Extraia dos registros abaixo, sem alterações, cada linha em que aparece a palavra "interior".

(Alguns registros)
- - - -

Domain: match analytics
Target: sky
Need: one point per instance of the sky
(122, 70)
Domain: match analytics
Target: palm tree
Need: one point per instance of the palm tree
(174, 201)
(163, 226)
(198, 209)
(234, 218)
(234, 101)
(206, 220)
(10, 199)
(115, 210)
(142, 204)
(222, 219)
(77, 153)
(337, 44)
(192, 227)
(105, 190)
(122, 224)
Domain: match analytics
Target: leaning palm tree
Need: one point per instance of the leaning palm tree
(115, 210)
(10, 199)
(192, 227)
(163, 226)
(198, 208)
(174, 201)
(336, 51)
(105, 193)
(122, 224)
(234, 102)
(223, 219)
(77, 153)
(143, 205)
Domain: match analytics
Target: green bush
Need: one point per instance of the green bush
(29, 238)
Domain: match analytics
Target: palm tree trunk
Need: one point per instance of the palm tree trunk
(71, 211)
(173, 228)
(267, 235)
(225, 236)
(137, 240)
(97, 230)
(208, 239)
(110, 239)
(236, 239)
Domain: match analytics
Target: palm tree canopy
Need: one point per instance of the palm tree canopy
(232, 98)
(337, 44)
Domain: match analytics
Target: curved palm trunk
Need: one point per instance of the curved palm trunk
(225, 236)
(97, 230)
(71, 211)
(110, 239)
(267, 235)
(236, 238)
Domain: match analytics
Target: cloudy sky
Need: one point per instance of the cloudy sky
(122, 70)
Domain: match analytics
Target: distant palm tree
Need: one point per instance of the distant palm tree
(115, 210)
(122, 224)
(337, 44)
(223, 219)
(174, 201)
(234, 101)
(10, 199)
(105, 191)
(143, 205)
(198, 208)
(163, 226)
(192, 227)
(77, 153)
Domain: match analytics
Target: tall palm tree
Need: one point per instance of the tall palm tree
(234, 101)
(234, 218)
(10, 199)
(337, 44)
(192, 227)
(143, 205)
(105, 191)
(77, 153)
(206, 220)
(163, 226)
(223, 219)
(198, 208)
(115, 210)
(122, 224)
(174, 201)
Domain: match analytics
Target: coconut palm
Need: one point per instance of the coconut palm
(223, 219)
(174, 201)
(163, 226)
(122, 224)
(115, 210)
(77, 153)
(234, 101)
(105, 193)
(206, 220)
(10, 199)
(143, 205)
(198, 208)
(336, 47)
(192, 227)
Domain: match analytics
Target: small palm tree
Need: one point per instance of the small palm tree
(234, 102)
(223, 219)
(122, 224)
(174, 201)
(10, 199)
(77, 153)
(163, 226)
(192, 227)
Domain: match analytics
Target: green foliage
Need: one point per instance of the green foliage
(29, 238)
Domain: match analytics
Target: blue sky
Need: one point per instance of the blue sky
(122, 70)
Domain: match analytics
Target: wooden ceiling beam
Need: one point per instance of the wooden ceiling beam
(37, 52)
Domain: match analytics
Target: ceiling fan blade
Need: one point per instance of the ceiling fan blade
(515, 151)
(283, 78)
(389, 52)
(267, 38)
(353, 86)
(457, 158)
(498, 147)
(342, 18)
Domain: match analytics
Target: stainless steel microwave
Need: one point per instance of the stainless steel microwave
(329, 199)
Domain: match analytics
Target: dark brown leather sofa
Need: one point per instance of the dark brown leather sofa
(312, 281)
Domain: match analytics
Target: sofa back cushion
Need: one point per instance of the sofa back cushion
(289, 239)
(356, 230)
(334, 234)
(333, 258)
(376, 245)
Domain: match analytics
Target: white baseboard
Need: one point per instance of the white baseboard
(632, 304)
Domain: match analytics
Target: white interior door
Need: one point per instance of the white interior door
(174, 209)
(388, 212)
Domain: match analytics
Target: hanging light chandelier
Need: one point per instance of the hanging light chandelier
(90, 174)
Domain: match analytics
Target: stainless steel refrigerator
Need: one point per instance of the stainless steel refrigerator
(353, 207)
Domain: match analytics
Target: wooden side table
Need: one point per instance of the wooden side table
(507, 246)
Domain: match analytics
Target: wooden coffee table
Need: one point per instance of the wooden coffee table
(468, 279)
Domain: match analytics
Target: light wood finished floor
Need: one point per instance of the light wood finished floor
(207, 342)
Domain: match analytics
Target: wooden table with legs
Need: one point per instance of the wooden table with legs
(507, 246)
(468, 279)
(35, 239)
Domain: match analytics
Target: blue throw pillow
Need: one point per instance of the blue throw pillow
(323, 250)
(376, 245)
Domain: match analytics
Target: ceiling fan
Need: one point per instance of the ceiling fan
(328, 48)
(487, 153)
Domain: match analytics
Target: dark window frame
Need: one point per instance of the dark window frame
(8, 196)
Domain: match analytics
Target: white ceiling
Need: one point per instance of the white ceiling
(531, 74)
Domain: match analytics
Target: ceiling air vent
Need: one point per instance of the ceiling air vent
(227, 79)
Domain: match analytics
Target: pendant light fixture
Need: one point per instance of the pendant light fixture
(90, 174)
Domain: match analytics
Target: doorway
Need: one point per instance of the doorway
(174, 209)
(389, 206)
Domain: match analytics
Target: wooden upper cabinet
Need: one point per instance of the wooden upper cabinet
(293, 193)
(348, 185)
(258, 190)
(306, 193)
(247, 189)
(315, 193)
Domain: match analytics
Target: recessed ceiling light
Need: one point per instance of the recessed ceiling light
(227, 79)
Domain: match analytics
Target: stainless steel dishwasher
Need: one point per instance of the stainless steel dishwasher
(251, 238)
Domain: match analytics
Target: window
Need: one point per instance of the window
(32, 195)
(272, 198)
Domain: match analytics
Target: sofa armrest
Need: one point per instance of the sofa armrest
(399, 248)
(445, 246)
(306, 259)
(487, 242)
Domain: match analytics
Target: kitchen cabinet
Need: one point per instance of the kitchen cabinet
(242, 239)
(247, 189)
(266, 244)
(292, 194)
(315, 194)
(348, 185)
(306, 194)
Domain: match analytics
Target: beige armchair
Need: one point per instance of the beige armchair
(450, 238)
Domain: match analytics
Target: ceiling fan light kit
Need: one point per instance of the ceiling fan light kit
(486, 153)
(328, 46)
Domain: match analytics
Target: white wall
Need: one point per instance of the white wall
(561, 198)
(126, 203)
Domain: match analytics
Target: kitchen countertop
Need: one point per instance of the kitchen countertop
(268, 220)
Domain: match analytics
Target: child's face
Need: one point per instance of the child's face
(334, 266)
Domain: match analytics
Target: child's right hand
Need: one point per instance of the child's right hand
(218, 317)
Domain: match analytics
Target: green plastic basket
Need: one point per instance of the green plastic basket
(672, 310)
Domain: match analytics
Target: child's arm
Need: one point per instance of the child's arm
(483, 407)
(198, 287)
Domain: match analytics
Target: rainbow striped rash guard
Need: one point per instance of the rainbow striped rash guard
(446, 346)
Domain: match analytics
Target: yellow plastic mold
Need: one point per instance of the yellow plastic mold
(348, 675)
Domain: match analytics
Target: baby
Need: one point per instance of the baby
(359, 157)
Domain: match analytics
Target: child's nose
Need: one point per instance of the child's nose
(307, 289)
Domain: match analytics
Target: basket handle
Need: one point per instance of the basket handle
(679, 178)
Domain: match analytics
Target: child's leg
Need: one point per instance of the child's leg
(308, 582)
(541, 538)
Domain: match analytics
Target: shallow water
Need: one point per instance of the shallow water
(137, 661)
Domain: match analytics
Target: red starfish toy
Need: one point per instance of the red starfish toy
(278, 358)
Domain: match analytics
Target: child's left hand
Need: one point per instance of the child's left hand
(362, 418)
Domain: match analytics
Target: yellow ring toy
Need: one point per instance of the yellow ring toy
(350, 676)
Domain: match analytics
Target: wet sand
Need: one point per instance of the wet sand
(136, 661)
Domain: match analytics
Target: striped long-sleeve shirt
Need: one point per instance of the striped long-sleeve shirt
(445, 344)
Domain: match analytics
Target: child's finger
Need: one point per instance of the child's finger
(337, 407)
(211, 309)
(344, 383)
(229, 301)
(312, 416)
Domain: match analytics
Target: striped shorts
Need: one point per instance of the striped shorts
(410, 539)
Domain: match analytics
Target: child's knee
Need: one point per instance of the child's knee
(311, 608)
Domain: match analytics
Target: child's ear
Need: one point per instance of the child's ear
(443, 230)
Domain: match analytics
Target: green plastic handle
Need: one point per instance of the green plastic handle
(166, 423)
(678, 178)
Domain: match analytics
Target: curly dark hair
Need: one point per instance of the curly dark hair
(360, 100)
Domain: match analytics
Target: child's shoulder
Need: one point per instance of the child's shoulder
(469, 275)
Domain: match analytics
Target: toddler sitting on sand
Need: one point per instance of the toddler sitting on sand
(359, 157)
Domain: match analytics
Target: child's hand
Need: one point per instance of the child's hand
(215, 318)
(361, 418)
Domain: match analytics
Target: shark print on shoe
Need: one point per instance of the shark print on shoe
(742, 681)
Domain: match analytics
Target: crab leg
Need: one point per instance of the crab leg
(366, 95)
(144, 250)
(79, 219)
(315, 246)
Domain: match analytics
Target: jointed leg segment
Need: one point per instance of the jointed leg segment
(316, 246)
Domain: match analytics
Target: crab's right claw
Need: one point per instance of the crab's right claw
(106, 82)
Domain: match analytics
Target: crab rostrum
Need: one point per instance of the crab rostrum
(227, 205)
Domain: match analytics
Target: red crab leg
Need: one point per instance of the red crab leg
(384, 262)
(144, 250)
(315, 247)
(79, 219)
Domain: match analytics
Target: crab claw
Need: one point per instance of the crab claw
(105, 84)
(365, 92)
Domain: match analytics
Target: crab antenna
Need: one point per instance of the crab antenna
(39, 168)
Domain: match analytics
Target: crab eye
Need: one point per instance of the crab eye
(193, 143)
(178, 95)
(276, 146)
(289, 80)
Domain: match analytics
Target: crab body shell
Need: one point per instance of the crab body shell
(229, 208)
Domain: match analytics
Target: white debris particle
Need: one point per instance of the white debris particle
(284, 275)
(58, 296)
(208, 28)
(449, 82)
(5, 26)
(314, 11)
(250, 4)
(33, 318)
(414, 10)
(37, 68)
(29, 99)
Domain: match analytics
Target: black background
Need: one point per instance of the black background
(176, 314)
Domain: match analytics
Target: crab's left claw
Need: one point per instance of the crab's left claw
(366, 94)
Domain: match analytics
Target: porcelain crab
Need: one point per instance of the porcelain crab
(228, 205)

- - - -

RESULTADO DA TAREFA:
Target: white interior door
Need: one point per instance of the white interior door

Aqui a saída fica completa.